* [Exercise prompt]
Copy out each of the items below verbatim, leaving out the pictures.

--- START Data shown ---

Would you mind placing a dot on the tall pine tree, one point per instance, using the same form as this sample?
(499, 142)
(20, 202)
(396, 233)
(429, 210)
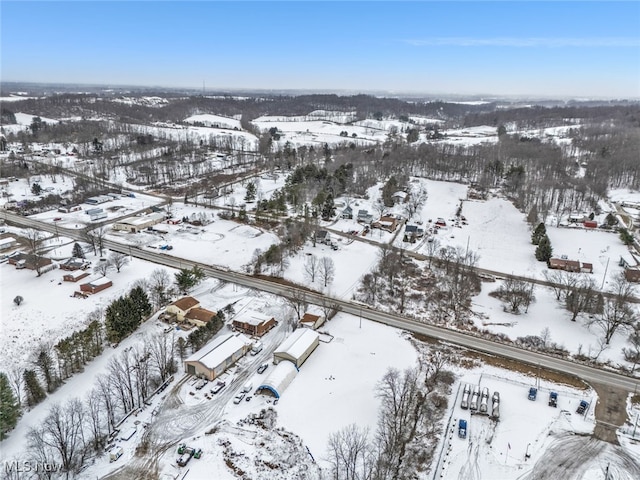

--- END Data shown ---

* [Correct response]
Would you mind placing a dot on the tall pine tree, one point per instance, using the same form as this sample?
(499, 142)
(20, 202)
(396, 233)
(429, 210)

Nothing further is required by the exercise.